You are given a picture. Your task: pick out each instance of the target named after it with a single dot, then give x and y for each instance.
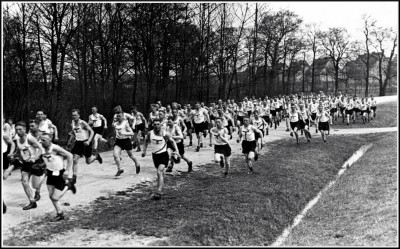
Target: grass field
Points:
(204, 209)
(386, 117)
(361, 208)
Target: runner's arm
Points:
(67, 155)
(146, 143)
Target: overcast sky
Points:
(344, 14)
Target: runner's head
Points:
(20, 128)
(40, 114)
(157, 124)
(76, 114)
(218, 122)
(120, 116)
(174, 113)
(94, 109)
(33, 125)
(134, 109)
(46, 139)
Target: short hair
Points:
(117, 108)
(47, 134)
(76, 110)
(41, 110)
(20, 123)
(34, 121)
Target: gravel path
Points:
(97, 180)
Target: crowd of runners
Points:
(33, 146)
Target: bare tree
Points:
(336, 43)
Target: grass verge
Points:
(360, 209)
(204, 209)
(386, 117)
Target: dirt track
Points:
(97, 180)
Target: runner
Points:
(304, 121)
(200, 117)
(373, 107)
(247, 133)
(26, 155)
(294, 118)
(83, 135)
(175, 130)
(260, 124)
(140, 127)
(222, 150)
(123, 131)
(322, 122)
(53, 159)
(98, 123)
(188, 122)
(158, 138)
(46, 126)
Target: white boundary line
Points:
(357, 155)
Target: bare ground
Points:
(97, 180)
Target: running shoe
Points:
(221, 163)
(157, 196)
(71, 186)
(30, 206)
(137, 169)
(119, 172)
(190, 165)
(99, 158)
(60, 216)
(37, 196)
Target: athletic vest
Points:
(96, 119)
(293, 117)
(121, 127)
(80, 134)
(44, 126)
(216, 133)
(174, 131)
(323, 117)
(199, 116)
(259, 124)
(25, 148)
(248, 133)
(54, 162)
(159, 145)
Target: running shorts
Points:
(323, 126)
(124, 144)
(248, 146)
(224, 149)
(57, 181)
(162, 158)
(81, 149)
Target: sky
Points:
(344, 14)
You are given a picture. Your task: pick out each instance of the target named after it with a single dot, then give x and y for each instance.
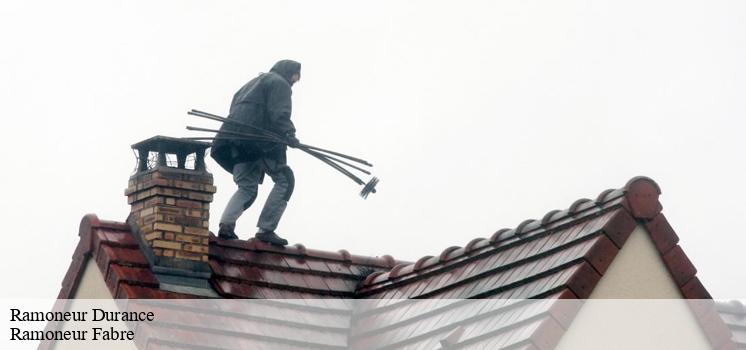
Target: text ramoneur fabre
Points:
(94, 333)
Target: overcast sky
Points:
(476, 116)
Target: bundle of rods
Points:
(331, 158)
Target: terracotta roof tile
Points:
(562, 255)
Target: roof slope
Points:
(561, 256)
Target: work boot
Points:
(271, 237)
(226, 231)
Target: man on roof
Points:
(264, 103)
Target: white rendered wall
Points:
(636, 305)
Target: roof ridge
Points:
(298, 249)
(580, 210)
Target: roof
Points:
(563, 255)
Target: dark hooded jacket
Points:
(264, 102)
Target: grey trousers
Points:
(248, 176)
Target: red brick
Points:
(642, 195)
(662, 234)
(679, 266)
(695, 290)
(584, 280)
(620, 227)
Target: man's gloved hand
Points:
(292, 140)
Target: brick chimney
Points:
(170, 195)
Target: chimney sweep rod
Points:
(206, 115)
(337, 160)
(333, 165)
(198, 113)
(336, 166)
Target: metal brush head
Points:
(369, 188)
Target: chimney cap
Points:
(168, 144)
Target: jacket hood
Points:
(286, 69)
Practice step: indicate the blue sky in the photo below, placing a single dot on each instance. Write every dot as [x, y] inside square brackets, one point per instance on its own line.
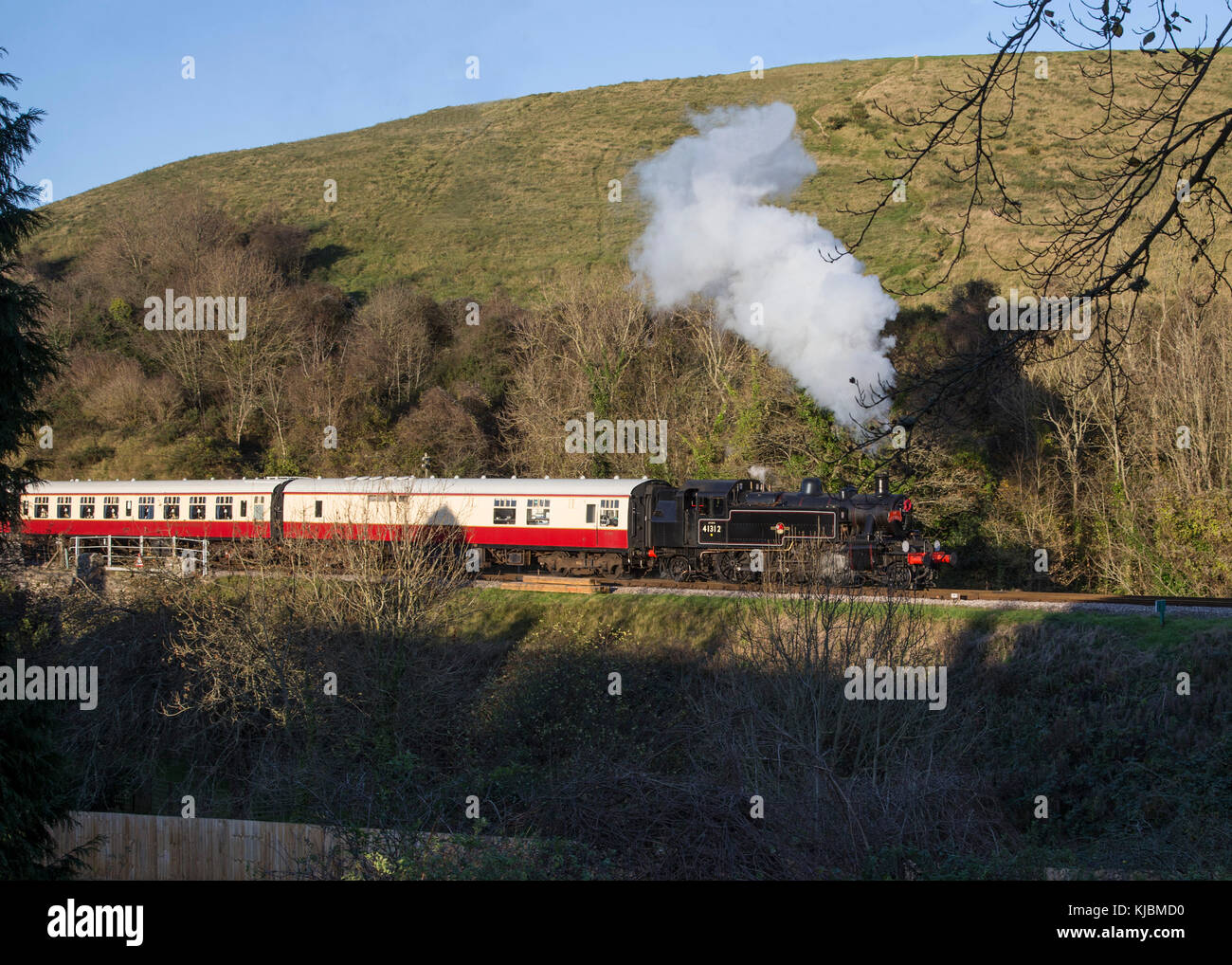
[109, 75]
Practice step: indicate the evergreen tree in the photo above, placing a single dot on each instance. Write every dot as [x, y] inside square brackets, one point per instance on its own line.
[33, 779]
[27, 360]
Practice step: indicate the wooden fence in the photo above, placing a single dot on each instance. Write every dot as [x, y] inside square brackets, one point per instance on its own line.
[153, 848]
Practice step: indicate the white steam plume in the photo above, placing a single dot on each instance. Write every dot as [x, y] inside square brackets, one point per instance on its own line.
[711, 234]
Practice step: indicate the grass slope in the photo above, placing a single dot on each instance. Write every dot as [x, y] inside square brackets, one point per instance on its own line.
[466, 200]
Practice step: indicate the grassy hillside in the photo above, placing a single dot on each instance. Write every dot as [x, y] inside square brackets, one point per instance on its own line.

┄┄┄┄┄┄┄┄┄┄┄┄┄┄┄┄┄┄┄┄

[TASK OBJECTIVE]
Everything in the records except the pictures should be retyped exactly.

[WRITTEN RESPONSE]
You are given a picture. Your task: pick out each instance of the target named after it with a single dot, then give x and y for each instance.
Target: grass field
Points:
(204, 209)
(386, 117)
(361, 208)
Target: runner's arm
Points:
(67, 155)
(146, 143)
Target: overcast sky
Points:
(344, 14)
Target: runner's head
Points:
(20, 128)
(40, 114)
(157, 124)
(76, 114)
(218, 122)
(120, 116)
(174, 113)
(94, 109)
(33, 125)
(134, 109)
(46, 139)
Target: short hair
Points:
(117, 108)
(47, 134)
(76, 110)
(41, 110)
(20, 123)
(34, 121)
Target: gravel path
Points:
(97, 180)
Target: crowd of runners
Points:
(33, 146)
Target: bare tree
Points:
(336, 43)
Target: grass verge
Points:
(360, 209)
(204, 209)
(386, 117)
Target: dirt track
Points:
(97, 180)
Target: runner
Points:
(304, 121)
(200, 117)
(373, 107)
(247, 133)
(26, 155)
(294, 118)
(83, 135)
(175, 130)
(260, 124)
(140, 127)
(222, 150)
(123, 131)
(322, 122)
(53, 159)
(98, 123)
(188, 122)
(158, 138)
(46, 126)
Target: white boundary line
Points:
(357, 155)
Target: bare ground
Points:
(97, 180)
Target: running shoe
Points:
(221, 163)
(157, 196)
(71, 186)
(30, 206)
(137, 169)
(119, 172)
(190, 165)
(99, 158)
(60, 216)
(37, 196)
Target: athletic vest
Points:
(96, 119)
(293, 117)
(121, 127)
(80, 134)
(44, 126)
(216, 133)
(174, 131)
(323, 117)
(199, 116)
(259, 124)
(25, 148)
(248, 133)
(54, 162)
(159, 145)
Target: running shorts
Points:
(323, 126)
(124, 144)
(248, 146)
(224, 149)
(57, 181)
(162, 158)
(81, 149)
Target: sky
Points:
(344, 14)
You are given a picture. Your task: pick out each instance of the target named after it with a single dot, then give x and y for each instance.
Target: text ramoneur fabre
Points:
(94, 333)
Target: overcast sky
Points:
(476, 116)
Target: bundle of rods
Points:
(331, 158)
Target: terracotta roof tile
Points:
(562, 255)
Target: roof slope
Points:
(561, 256)
Target: work boot
Points:
(271, 237)
(226, 231)
Target: man on roof
Points:
(264, 103)
Target: white rendered wall
Points:
(636, 305)
Target: roof ridge
Points:
(298, 249)
(580, 210)
Target: roof
Points:
(563, 255)
Target: dark hooded jacket
Points:
(264, 102)
Target: grey trousers
Points:
(248, 176)
Target: red brick
Points:
(642, 195)
(662, 234)
(679, 266)
(695, 290)
(584, 280)
(620, 227)
Target: man's gloved hand
Points:
(292, 140)
Target: brick chimney
Points:
(170, 195)
Target: chimney sweep rod
Points:
(206, 115)
(337, 160)
(333, 165)
(198, 113)
(336, 166)
Target: metal brush head
Points:
(369, 188)
Target: chimney cap
Points:
(168, 144)
Target: jacket hood
Points:
(286, 69)
Practice step: indicate the blue sky in the photo below, placing a single dot on each instance. Write every dot as [x, y] inside square brackets, one point per instance on its own line.
[109, 75]
Practice step: indicate the evergreen tree in the photo above, placing a single dot on each instance. Write every dot as [x, y] inside square brackets, one point per instance on its own line.
[33, 779]
[27, 360]
Practice step: indicate the wooden fence in the photo above, placing a single dot on each instance. Write every dot as [x, y] inside square brackets, one point per instance on its own line.
[153, 848]
Practice step: indicate the white steam plume in the photo above, placing a single dot on each instance. Write every dot as [x, y] inside square brackets, one point per instance on its own line.
[711, 234]
Practice step: indicate the grass slope in the photo above, placing a single dot on each instance. Write every dot as [x, y] inside square brackets, one point per instance on its own line.
[466, 200]
Practice step: indicate the grassy hillside in the photo above, placing a single dot on each instance. Write every dot as [x, y] inside square brackets, one point per instance on its own line.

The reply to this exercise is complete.